Aim of the task: Could you reproduce the records from the line containing "Could you please spot the wilted" through the end of the records, requests included, multiplying every coordinate in the answers by 2.35 and rounding to whole numbers with halves rounded up? Leave the sample coordinates in the requests unchanged, and return only those lines.

··· Material for the task ···

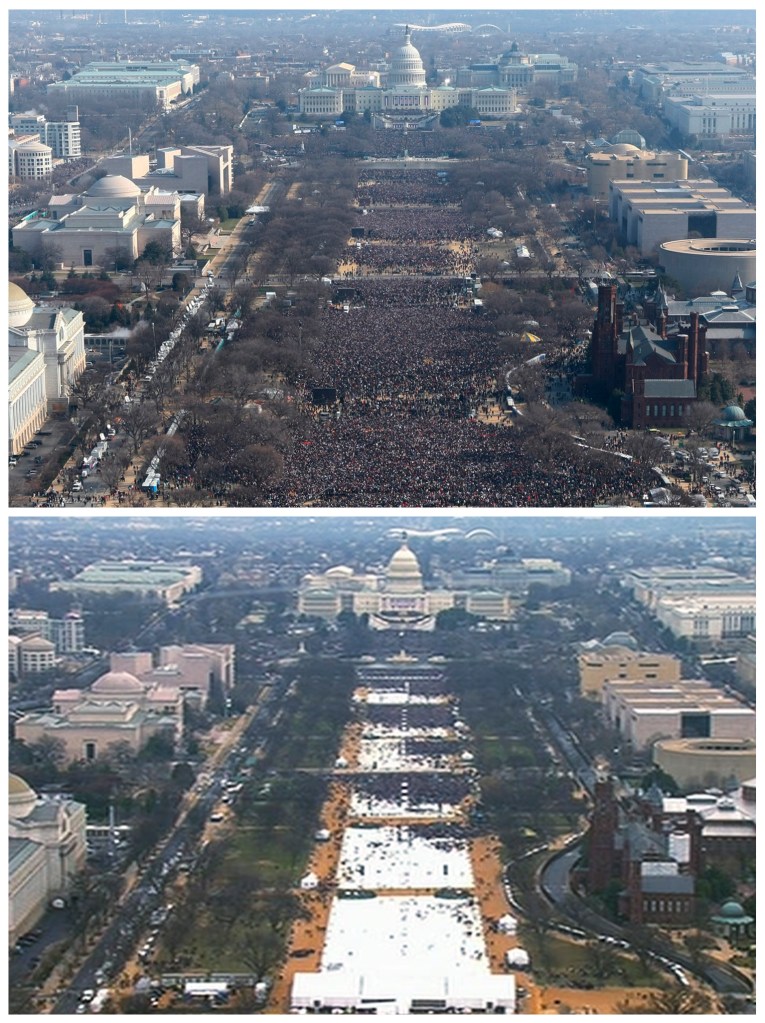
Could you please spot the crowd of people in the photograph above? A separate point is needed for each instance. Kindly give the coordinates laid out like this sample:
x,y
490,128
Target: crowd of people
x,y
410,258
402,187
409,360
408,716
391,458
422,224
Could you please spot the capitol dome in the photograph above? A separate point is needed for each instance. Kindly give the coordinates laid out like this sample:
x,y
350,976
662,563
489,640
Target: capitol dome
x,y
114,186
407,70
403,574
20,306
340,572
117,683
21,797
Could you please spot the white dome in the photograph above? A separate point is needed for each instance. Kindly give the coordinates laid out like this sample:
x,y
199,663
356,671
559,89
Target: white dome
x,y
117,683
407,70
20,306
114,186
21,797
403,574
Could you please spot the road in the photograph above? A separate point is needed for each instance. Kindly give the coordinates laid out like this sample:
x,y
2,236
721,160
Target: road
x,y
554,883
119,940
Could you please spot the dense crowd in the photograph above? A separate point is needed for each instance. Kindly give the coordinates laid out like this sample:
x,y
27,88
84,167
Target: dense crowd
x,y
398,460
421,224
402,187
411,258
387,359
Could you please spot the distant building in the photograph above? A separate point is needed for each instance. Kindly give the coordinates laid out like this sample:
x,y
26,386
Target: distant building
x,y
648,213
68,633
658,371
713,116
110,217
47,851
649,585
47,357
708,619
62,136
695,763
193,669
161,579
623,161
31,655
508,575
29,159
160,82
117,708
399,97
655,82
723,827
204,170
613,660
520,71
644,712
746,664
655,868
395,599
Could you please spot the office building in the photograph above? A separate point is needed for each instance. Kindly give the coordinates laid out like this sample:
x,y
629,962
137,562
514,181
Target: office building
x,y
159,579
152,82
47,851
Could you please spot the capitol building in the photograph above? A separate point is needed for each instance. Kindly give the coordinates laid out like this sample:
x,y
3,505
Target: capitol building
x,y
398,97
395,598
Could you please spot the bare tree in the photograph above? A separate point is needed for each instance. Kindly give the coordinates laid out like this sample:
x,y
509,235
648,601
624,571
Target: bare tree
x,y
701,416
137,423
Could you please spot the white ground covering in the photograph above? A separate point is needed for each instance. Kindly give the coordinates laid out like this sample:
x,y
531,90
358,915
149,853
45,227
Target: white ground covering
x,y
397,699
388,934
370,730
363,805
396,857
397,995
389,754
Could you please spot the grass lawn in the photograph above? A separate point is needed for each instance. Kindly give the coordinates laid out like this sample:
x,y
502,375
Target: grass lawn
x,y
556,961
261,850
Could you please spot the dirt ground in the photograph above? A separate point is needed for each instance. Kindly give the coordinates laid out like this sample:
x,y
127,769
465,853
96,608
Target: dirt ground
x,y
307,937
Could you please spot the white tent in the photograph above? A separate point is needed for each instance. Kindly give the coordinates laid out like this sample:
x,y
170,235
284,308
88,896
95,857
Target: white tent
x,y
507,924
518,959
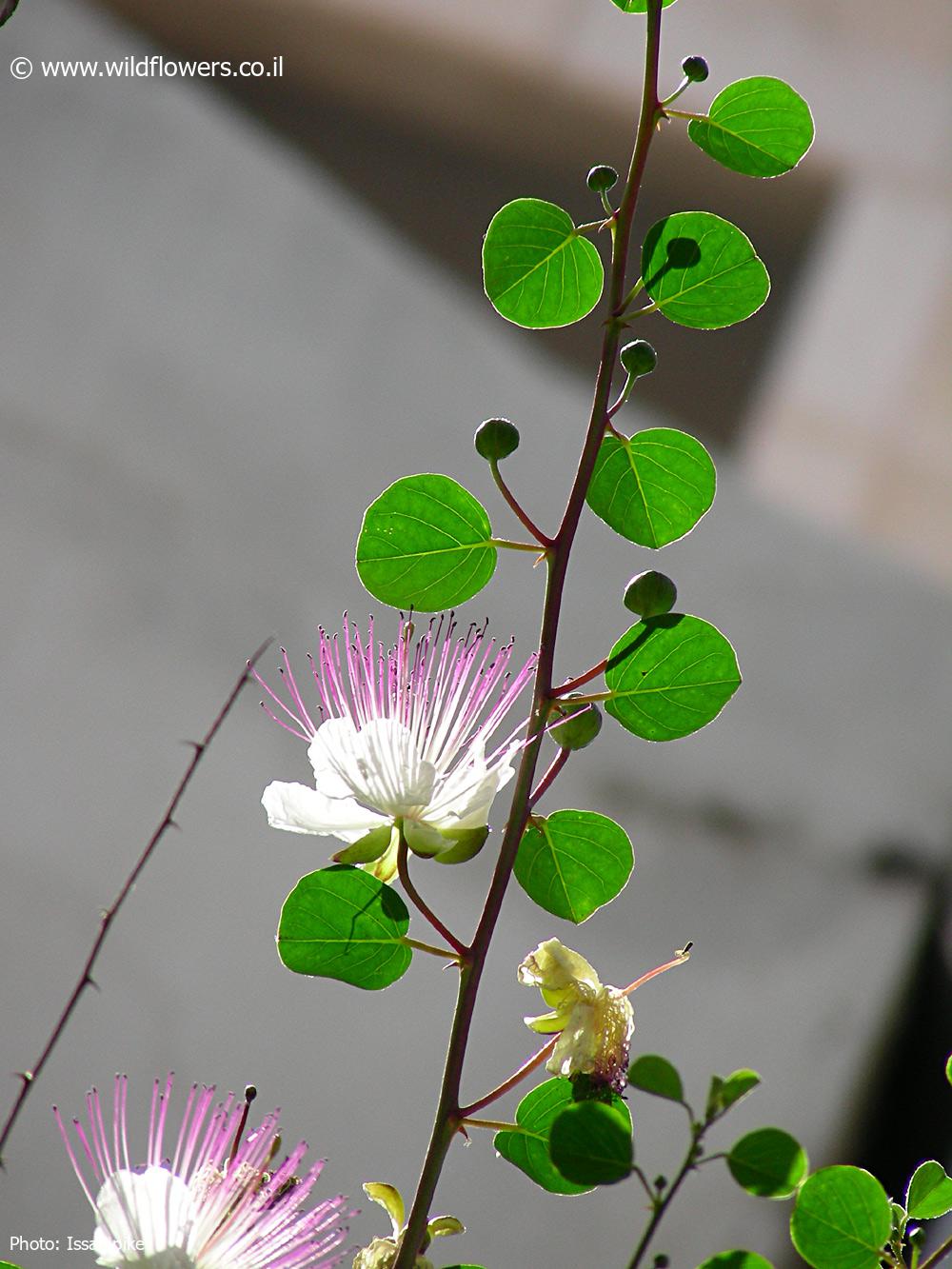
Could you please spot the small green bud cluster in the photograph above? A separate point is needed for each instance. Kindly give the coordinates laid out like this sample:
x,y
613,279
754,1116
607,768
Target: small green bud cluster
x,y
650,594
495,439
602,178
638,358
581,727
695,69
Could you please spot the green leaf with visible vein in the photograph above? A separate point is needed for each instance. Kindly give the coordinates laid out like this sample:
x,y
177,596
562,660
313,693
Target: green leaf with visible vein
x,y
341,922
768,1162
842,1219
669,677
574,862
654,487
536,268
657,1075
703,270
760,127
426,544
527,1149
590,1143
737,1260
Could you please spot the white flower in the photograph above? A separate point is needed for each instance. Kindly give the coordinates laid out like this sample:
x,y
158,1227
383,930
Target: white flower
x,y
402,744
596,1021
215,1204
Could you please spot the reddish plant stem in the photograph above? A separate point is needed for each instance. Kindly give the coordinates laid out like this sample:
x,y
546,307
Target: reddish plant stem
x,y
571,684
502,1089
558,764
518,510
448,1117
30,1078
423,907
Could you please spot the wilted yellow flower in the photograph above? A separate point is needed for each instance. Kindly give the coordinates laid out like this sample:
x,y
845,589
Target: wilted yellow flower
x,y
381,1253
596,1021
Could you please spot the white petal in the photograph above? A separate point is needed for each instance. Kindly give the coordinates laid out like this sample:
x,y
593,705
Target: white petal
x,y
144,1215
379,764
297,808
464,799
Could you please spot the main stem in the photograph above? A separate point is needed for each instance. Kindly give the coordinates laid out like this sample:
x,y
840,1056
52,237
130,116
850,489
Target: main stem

···

Output for this task:
Could you please spot the wilted yellow flower in the photograph above? A separate point is needed for each instance. Kindly give the coordinates laid out like this sample:
x,y
845,589
Target: wilted yellow flower
x,y
895,2945
1401,2399
Could you please spot the white petal in the photograph above? A separate point is needed for each instance. Kindly give the coordinates laid out like this sample:
x,y
593,705
Target: white petal
x,y
338,2855
891,1795
698,1899
1090,1878
Could you please spot the main stem in the photograph above? A separate point is needed for each instance. Kindly give the coordinates laid out like this sample:
x,y
840,1056
52,237
130,116
850,489
Target: main stem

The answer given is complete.